* PROVIDED TEXT
:::::
With these assumptions in mind, the probability can be calculated that at least x people from each top 10 and top 25 list in Table 2 started their careers before 1950, using the proportion depicted in Table 1. Consider the bWAR list, for example. According to bWAR, six of the top 10 players started their careers before 1950. Table 1 shows that the proportion of the MLB-eligible population that played at or before 1950 was approximately 0.178. The probability that one would expect to observe six or more individuals in a top 10 list from that time period can be calculated based on this proportion using the binomial distribution. Performing the same type of extreme event calculation for each top 10 and top 25 list depicted in Table 2 provides the results in Table 3.

As an example of how to interpret the results of Table 3, continue with bWAR’s top 10 list. Table 3 shows that the probability of observing six or more players who started their careers at or before 1950 of the top 10 all-time players, based on population dynamics, is about 0.00345 (a chance of 1 in 290). The same interpretation applies to the remainder of Table 3. The results in Table 3 present overwhelming evidence that players who started their careers before 1950 are overrepresented in top 10 and top 25 lists from the perspectives of fans, analytic assessment of performance, and experts’ rankings.

Assumptions and Sensitivity Analysis

The results in Table 3 are valid under the two assumptions above. The first of these assumptions specifies that innate talent is evenly dispersed across eras. It is not fully believable that the first assumption holds, because the distribution of innate talent has improved over time as the MLB-eligible population has expanded, as noted by Gould, Christina Kahrl at ESPN, and in Martin B. Schmidt and David J. Berri’s work on concentration of baseball talent in the Journal of Sports Economics. This suggests that the probabilities displayed in Table 3 are conservative.

With respect to the second assumption, the National Basketball Association (NBA) and National Football League (NFL) started in 1946 and 1920, respectively, with both sports greatly rising in popularity since the inception of their respective professional leagues. Soccer and hockey have also risen in popularity in the United States.

That being said, it is widely known that MLB salaries have increased substantially. For example, the 1967 census lists the median U.S. household income as $7,200. The minimum MLB salary at that time was $6,000, as noted by Los Angeles Times sports writer Bill Shaiken in a piece titled “A look at how Major League Baseball salaries have grown by more than 20,000% the last 50 years.”

In short, baseball players made far less than they do today relative to the general U.S. population, and it is unlikely that one could consider playing professional baseball to be a lucrative career in the earlier eras. These figures offer evidence that while other professional leagues may have drawn from the MLB-eligible talent pool, salary incentives have led to an increase in the overall quality of MLB players.

Although this theory cannot be confirmed with absolute certainty, the second assumption suffers modest violations at worst. To account for this possibility, applying a sensitivity analysis to the findings in Table 3 can be considered. The decennial populations displayed in Table 1 can be weighted to reflect the overall interest that the U.S. population has had in baseball over time, irrespective of salary increases based on Gallup polling data.
:::::
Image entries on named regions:
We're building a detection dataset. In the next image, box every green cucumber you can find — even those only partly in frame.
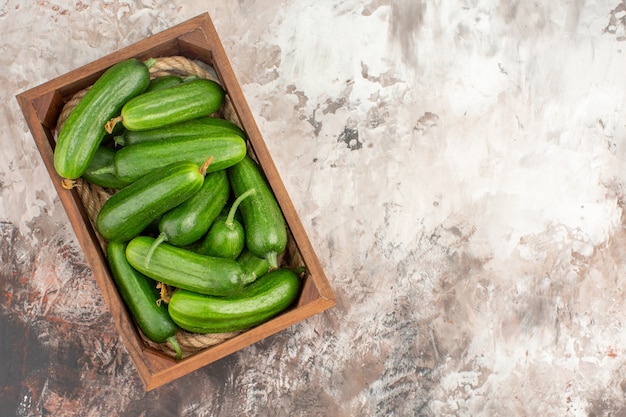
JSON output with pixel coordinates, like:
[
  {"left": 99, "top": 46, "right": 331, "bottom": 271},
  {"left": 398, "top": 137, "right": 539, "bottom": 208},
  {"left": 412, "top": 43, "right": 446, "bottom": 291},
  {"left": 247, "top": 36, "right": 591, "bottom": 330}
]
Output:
[
  {"left": 115, "top": 116, "right": 245, "bottom": 146},
  {"left": 228, "top": 155, "right": 287, "bottom": 268},
  {"left": 103, "top": 132, "right": 247, "bottom": 182},
  {"left": 168, "top": 269, "right": 302, "bottom": 333},
  {"left": 237, "top": 248, "right": 270, "bottom": 279},
  {"left": 82, "top": 145, "right": 129, "bottom": 189},
  {"left": 96, "top": 161, "right": 205, "bottom": 242},
  {"left": 54, "top": 59, "right": 150, "bottom": 179},
  {"left": 196, "top": 189, "right": 256, "bottom": 259},
  {"left": 107, "top": 242, "right": 182, "bottom": 358},
  {"left": 126, "top": 236, "right": 251, "bottom": 296},
  {"left": 145, "top": 75, "right": 183, "bottom": 93},
  {"left": 147, "top": 170, "right": 230, "bottom": 262},
  {"left": 108, "top": 79, "right": 225, "bottom": 131}
]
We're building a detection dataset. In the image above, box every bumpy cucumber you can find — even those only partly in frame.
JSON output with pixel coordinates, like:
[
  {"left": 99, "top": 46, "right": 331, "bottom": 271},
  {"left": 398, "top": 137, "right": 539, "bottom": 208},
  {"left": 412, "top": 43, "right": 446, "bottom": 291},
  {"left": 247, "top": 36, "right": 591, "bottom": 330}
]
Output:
[
  {"left": 126, "top": 236, "right": 251, "bottom": 296},
  {"left": 115, "top": 116, "right": 245, "bottom": 146},
  {"left": 96, "top": 161, "right": 205, "bottom": 242},
  {"left": 82, "top": 145, "right": 129, "bottom": 189},
  {"left": 112, "top": 79, "right": 225, "bottom": 130},
  {"left": 228, "top": 156, "right": 287, "bottom": 268},
  {"left": 237, "top": 248, "right": 270, "bottom": 278},
  {"left": 168, "top": 269, "right": 301, "bottom": 333},
  {"left": 54, "top": 59, "right": 150, "bottom": 179},
  {"left": 147, "top": 170, "right": 230, "bottom": 262},
  {"left": 196, "top": 189, "right": 256, "bottom": 259},
  {"left": 107, "top": 242, "right": 181, "bottom": 358},
  {"left": 102, "top": 132, "right": 247, "bottom": 182}
]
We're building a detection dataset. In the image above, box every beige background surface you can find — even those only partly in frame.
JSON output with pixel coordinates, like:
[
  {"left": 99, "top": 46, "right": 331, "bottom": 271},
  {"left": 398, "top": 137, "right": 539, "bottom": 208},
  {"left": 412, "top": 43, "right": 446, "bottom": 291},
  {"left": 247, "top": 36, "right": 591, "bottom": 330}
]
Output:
[{"left": 0, "top": 0, "right": 626, "bottom": 417}]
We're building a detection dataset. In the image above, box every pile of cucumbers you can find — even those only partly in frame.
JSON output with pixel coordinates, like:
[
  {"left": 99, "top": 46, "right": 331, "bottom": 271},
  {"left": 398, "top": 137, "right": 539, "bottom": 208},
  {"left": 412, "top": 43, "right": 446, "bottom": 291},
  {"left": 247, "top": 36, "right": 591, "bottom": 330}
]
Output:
[{"left": 54, "top": 59, "right": 302, "bottom": 357}]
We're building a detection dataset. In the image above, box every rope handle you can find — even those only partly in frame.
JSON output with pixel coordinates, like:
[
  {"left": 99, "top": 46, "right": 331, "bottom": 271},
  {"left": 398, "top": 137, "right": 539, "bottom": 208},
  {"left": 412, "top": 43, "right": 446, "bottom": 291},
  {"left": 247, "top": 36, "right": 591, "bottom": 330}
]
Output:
[{"left": 56, "top": 56, "right": 242, "bottom": 358}]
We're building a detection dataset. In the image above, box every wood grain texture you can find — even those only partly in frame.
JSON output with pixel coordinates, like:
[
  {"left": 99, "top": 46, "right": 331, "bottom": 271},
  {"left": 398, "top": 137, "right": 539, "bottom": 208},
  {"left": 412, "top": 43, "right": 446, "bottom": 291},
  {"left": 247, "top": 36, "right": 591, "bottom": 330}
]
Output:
[
  {"left": 0, "top": 0, "right": 626, "bottom": 417},
  {"left": 17, "top": 13, "right": 335, "bottom": 390}
]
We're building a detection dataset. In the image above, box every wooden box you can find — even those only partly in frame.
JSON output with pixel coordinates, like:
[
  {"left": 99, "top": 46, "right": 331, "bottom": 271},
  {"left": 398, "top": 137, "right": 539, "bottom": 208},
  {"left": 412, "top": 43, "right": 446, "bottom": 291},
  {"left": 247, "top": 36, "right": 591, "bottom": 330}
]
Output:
[{"left": 17, "top": 14, "right": 336, "bottom": 390}]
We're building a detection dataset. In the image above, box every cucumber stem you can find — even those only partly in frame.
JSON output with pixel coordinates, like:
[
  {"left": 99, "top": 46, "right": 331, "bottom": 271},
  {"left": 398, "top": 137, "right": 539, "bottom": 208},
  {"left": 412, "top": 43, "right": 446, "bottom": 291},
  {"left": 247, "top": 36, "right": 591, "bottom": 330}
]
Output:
[
  {"left": 265, "top": 252, "right": 278, "bottom": 269},
  {"left": 166, "top": 335, "right": 183, "bottom": 359},
  {"left": 144, "top": 233, "right": 167, "bottom": 268},
  {"left": 224, "top": 188, "right": 256, "bottom": 230},
  {"left": 200, "top": 156, "right": 213, "bottom": 175},
  {"left": 104, "top": 116, "right": 122, "bottom": 134}
]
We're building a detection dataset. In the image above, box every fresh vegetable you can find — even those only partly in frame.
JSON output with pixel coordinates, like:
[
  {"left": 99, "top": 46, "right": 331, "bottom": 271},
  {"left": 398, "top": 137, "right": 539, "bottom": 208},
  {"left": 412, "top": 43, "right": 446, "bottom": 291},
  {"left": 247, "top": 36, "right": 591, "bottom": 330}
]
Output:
[
  {"left": 115, "top": 116, "right": 245, "bottom": 146},
  {"left": 148, "top": 170, "right": 230, "bottom": 262},
  {"left": 102, "top": 132, "right": 247, "bottom": 182},
  {"left": 107, "top": 78, "right": 225, "bottom": 132},
  {"left": 107, "top": 242, "right": 182, "bottom": 358},
  {"left": 197, "top": 188, "right": 256, "bottom": 259},
  {"left": 126, "top": 236, "right": 251, "bottom": 296},
  {"left": 54, "top": 59, "right": 150, "bottom": 179},
  {"left": 168, "top": 269, "right": 302, "bottom": 333},
  {"left": 82, "top": 145, "right": 129, "bottom": 189},
  {"left": 96, "top": 161, "right": 206, "bottom": 242},
  {"left": 228, "top": 155, "right": 287, "bottom": 268},
  {"left": 237, "top": 247, "right": 270, "bottom": 279}
]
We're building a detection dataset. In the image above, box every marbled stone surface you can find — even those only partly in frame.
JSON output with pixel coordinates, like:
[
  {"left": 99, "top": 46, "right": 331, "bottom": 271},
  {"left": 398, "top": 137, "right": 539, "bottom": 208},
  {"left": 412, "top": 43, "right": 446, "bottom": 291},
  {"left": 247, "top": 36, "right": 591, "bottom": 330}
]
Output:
[{"left": 0, "top": 0, "right": 626, "bottom": 417}]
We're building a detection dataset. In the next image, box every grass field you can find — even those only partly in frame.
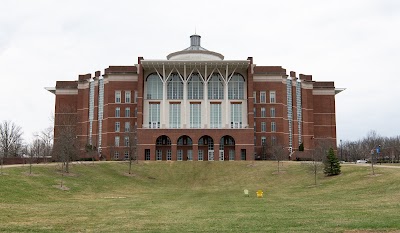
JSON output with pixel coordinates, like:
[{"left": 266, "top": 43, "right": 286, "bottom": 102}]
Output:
[{"left": 0, "top": 161, "right": 400, "bottom": 232}]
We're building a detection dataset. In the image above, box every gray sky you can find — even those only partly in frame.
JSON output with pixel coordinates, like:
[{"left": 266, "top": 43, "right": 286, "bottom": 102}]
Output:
[{"left": 0, "top": 0, "right": 400, "bottom": 141}]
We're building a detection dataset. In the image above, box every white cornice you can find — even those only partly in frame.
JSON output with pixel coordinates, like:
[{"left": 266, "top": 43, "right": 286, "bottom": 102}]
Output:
[
  {"left": 253, "top": 75, "right": 286, "bottom": 83},
  {"left": 301, "top": 82, "right": 313, "bottom": 89},
  {"left": 313, "top": 89, "right": 335, "bottom": 95},
  {"left": 56, "top": 89, "right": 78, "bottom": 95},
  {"left": 104, "top": 74, "right": 138, "bottom": 82},
  {"left": 78, "top": 82, "right": 89, "bottom": 89}
]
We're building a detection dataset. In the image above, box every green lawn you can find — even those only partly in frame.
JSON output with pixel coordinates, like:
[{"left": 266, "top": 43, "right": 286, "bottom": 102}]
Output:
[{"left": 0, "top": 161, "right": 400, "bottom": 232}]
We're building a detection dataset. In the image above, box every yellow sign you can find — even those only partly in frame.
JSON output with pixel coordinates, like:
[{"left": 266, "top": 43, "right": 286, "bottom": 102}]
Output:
[{"left": 256, "top": 190, "right": 263, "bottom": 198}]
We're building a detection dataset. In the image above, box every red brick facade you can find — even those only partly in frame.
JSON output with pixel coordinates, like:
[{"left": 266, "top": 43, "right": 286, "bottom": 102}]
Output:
[{"left": 49, "top": 39, "right": 336, "bottom": 161}]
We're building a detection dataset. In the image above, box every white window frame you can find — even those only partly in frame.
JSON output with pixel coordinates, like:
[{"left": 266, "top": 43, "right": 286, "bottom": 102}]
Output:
[
  {"left": 125, "top": 107, "right": 131, "bottom": 117},
  {"left": 210, "top": 104, "right": 222, "bottom": 129},
  {"left": 190, "top": 103, "right": 201, "bottom": 129},
  {"left": 115, "top": 121, "right": 121, "bottom": 132},
  {"left": 197, "top": 150, "right": 204, "bottom": 161},
  {"left": 133, "top": 91, "right": 137, "bottom": 104},
  {"left": 271, "top": 121, "right": 276, "bottom": 132},
  {"left": 261, "top": 136, "right": 267, "bottom": 146},
  {"left": 156, "top": 150, "right": 162, "bottom": 161},
  {"left": 125, "top": 91, "right": 132, "bottom": 103},
  {"left": 114, "top": 136, "right": 119, "bottom": 147},
  {"left": 115, "top": 107, "right": 121, "bottom": 118},
  {"left": 169, "top": 103, "right": 181, "bottom": 129},
  {"left": 176, "top": 150, "right": 183, "bottom": 161},
  {"left": 125, "top": 121, "right": 131, "bottom": 132},
  {"left": 269, "top": 91, "right": 276, "bottom": 104},
  {"left": 114, "top": 91, "right": 121, "bottom": 104},
  {"left": 260, "top": 107, "right": 267, "bottom": 117},
  {"left": 124, "top": 136, "right": 129, "bottom": 147},
  {"left": 231, "top": 103, "right": 242, "bottom": 129},
  {"left": 269, "top": 107, "right": 276, "bottom": 118},
  {"left": 260, "top": 91, "right": 267, "bottom": 104},
  {"left": 261, "top": 122, "right": 267, "bottom": 132},
  {"left": 149, "top": 103, "right": 161, "bottom": 129},
  {"left": 167, "top": 150, "right": 172, "bottom": 161}
]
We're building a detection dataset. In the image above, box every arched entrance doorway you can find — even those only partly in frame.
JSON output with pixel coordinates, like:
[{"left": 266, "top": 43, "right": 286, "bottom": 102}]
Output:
[
  {"left": 176, "top": 135, "right": 193, "bottom": 161},
  {"left": 218, "top": 135, "right": 235, "bottom": 161},
  {"left": 156, "top": 135, "right": 172, "bottom": 161},
  {"left": 198, "top": 135, "right": 214, "bottom": 161}
]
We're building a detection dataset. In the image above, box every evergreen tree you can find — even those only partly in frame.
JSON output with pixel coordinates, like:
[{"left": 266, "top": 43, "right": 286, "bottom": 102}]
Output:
[{"left": 324, "top": 148, "right": 341, "bottom": 176}]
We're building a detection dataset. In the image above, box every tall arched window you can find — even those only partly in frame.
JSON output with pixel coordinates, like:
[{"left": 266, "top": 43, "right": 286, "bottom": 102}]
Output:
[
  {"left": 188, "top": 73, "right": 204, "bottom": 100},
  {"left": 208, "top": 73, "right": 224, "bottom": 100},
  {"left": 228, "top": 74, "right": 244, "bottom": 100},
  {"left": 167, "top": 73, "right": 183, "bottom": 100},
  {"left": 146, "top": 74, "right": 163, "bottom": 100}
]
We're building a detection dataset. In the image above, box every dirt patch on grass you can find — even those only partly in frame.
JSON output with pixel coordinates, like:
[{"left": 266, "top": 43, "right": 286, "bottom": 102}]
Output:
[
  {"left": 344, "top": 230, "right": 400, "bottom": 233},
  {"left": 22, "top": 172, "right": 40, "bottom": 176},
  {"left": 365, "top": 173, "right": 382, "bottom": 177},
  {"left": 246, "top": 163, "right": 257, "bottom": 167},
  {"left": 122, "top": 172, "right": 137, "bottom": 177},
  {"left": 57, "top": 171, "right": 79, "bottom": 177},
  {"left": 53, "top": 185, "right": 69, "bottom": 191},
  {"left": 272, "top": 171, "right": 286, "bottom": 175}
]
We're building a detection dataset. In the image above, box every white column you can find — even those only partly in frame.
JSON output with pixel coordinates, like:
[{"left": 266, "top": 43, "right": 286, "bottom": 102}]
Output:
[
  {"left": 160, "top": 64, "right": 169, "bottom": 128},
  {"left": 181, "top": 64, "right": 190, "bottom": 129}
]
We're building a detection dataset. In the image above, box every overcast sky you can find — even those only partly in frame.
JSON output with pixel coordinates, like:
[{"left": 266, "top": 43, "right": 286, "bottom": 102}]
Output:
[{"left": 0, "top": 0, "right": 400, "bottom": 142}]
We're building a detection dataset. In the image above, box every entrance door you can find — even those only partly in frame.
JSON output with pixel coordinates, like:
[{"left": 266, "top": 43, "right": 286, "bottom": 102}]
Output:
[
  {"left": 219, "top": 150, "right": 224, "bottom": 161},
  {"left": 208, "top": 150, "right": 214, "bottom": 161}
]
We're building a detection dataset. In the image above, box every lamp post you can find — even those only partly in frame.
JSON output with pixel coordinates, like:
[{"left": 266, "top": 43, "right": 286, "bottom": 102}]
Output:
[{"left": 340, "top": 139, "right": 343, "bottom": 161}]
:::::
* WRITTEN INSTRUCTION 1
Rewrite the paragraph of the baseball passage that begins "The results in Table 3 are valid" more briefly, keeping its main facts.
* WRITTEN INSTRUCTION 2
Retype the part of the baseball passage that begins at the words "With these assumptions" and stops after the words "in Table 3.".

* FINAL ANSWER 1
Table 3's results hold under two assumptions, the first being that innate talent is spread evenly across eras. That assumption is not fully believable: as the MLB-eligible population has expanded, the distribution of innate talent has improved. Gould, Christina Kahrl at ESPN, and Martin B. Schmidt and David J. Berri in the Journal of Sports Economics have noted this. The probabilities in Table 3 are therefore conservative.

* FINAL ANSWER 2
With these assumptions in mind, the probability can be calculated that at least x people from each top 10 and top 25 list in Table 2 started their careers before 1950, using the proportion depicted in Table 1. Consider the bWAR list, for example. According to bWAR, six of the top 10 players started their careers before 1950. Table 1 shows that the proportion of the MLB-eligible population that played at or before 1950 was approximately 0.178. The probability that one would expect to observe six or more individuals in a top 10 list from that time period can be calculated based on this proportion using the binomial distribution. Performing the same type of extreme event calculation for each top 10 and top 25 list depicted in Table 2 provides the results in Table 3.